— start of Supplied text —

Methodology

The HPA scenario was developed by Climate Analytics in collaboration with the Potsdam Institute for Climate Impact Research (PIK). This scenario explores how, starting from 2025, the world can limit the duration and magnitude of overshoot above 1.5ºC, and bring global warming back below 1.5ºC well before the end of the century.

The HPA scenario shows how transformative climate action, by scaling up renewables and electrifying the global economy, can slow and then halt global warming before 2050, and limit peak warming to around 1.7ºC. After peaking at around 1.7°C, warming then falls to approximately 1.2°C by 2100, with the overshoot period lasting roughly 40 years.

The HPA is built on four key levers – rapid renewables driven electrification, a fossil fuel phaseout, strong reductions in methane and other non-CO₂ emissions, and scaling-up carbon removal technologies such as direct air capture. Pursuing these four levers in line with the highest possible ambition can help keep 1.5ºC alive. More details on the HPA can be found in the accompanying report.¹1

The HPA scenario is produced by the REMIND 3.5 integrated assessment model.²2

In the HPA scenario, we constrain global emissions to follow the current policy trajectory until 2025. This means the scenario accounts for the failure to peak and reduce emissions rapidly over the first half of the 2020s. After this, we make the REMIND model meet the lowest possible carbon budget within the model’s techno-economic constraints. We are therefore exploring the feasibility range of the model to look for the lowest possible temperature outcomes that are techno-economically and geo-physically feasible.

We note that the feasibility of a scenario is a broader concept that includes socio-political and cultural dimensions.³3 While a model may identify a scenario as feasible or infeasible based on its underlying constraints and assumptions, this does not imply that the outcome is definitely feasible or infeasible in the real world.

We then apply a range of additional constraints and developments to the REMIND model to produce the HPA scenario through:

• Regionally differentiated carbon prices: Rather than applying a globally uniform carbon price, there is a spread of carbon prices across regions, which converge to a globally uniform price by 2070. Regions with higher GDP per-capita have higher near-term carbon prices and therefore cut emissions faster.

• Improvements in addressing energy equality: We model demand-side action in advanced economies which reduces energy demand relative to a current policy reference scenario. In parallel, the scenario enables a faster scale-up of energy service demands in low-income countries, helping reduce interregional inequality in energy service demands.

— end of Supplied text —

Aim 1: According to the methodology section, which model produces the HPA scenario?
Aim 2: Name the four key levers on which the methodology section says the HPA is built.
Aim 3: Carry on with the HPA methodology section from the point where it stops.
The listing below is not needed for this work.

— start of Material —

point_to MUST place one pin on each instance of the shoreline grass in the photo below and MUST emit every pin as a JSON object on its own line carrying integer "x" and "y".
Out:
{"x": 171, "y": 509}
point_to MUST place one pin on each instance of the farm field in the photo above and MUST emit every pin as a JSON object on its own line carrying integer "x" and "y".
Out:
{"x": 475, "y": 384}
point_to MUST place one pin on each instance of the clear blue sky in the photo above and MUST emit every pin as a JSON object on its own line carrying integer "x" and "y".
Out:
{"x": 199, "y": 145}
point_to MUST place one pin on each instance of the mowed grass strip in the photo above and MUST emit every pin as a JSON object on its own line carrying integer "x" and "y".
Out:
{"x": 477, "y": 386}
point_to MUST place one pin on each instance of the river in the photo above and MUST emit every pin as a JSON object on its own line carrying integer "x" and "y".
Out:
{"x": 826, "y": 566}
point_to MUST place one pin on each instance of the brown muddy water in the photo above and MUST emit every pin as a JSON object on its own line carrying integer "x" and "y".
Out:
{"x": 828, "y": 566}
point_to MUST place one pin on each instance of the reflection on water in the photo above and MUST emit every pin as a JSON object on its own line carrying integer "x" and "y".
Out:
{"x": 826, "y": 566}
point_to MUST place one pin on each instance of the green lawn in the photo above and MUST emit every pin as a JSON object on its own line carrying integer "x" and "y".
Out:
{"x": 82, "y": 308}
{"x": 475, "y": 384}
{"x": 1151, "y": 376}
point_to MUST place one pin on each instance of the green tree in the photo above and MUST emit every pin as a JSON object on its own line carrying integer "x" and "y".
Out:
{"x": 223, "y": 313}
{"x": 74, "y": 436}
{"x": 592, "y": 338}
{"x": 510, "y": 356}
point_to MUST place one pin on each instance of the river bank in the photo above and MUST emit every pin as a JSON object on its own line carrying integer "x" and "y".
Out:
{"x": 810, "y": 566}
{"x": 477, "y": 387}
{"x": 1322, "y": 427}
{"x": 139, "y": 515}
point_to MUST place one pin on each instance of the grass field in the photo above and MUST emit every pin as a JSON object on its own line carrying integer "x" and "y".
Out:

— end of Material —

Result 1: The REMIND 3.5 integrated assessment model.

Result 2:
- Rapid renewables-driven electrification
- A fossil fuel phaseout
- Strong reductions in methane and other non-CO₂ emissions
- Scaling up carbon removal technologies such as direct air capture

Result 3:
• Inclusion of sustainability and feasibility bounds for biomass, CCS and CDR. Many global scenarios have been criticised for relying too heavily on technologies such as biofuels, CCS and CDR, and using this to enable continued fossil fuel consumption. In the HPA, biomass availability is limited to ~80 EJ/yr, total underground carbon sequestration is limited to 8.6 GtCO₂/yr (across fossil, biomass, process emissions and direct air capture), and individual CDR methods broadly align with literature defined constraints

Under the HPA scenario, electricity meets almost two-thirds of all energy demand by 2050, with electrification outperforming other options on cost, scalability and energy efficiency. CO₂ emissions reach global net-zero before 2050, and the scenario also reaches net-zero greenhouse gases in the 2060s, roughly a decade earlier than the average 1.5ºC compatible scenario in the IPCC’s AR6 database. Methane emissions fall 20% by 2030 and 30% by 2035, relative to 2020 levels, and removal technologies scale to remove over 5 billion tonnes of CO₂ per year by 2050.

All scenarios produced by models are imperfect representations of the real world, which cannot fully capture all relevant dynamics that will guide the energy transition.

The scenario data underlying 1.5°C compatible pathways specify how future energy consumption and emissions should be composed in different regions of the world. Typically, this data is only available for regional aggregates called macro regions. In the integrated assessment model REMIND, there are 11 macro regions: the United States, Latin America, European Union (+ United Kingdom), Europe non-EU28, Middle East and North Africa, Sub-Saharan Africa, India, China, Japan, Other Asia and a region for the rest of the OECD regions (Australia, New Zealand and Canada) . This means that in order to determine national energy consumption and emission pathways, the data of the macro-regions needs to be downscaled to the national level.

The downscaling process itself can be broken down into several sub-steps:

1. Defining the macro-region(s) in which the country of interest is located.

2. Country’s historical emissions and energy consumption are determined for all countries in the macro-region(s).

3. Future emissions and energy consumption are obtained from the scenario data underlying the to be downscaled 1.5°C compatible pathway.

4. The macro-region’s scenario data is adapted to match the country’s historical data in a base year. This process is called harmonisation and it is required to update the pathways to the latest available historical data.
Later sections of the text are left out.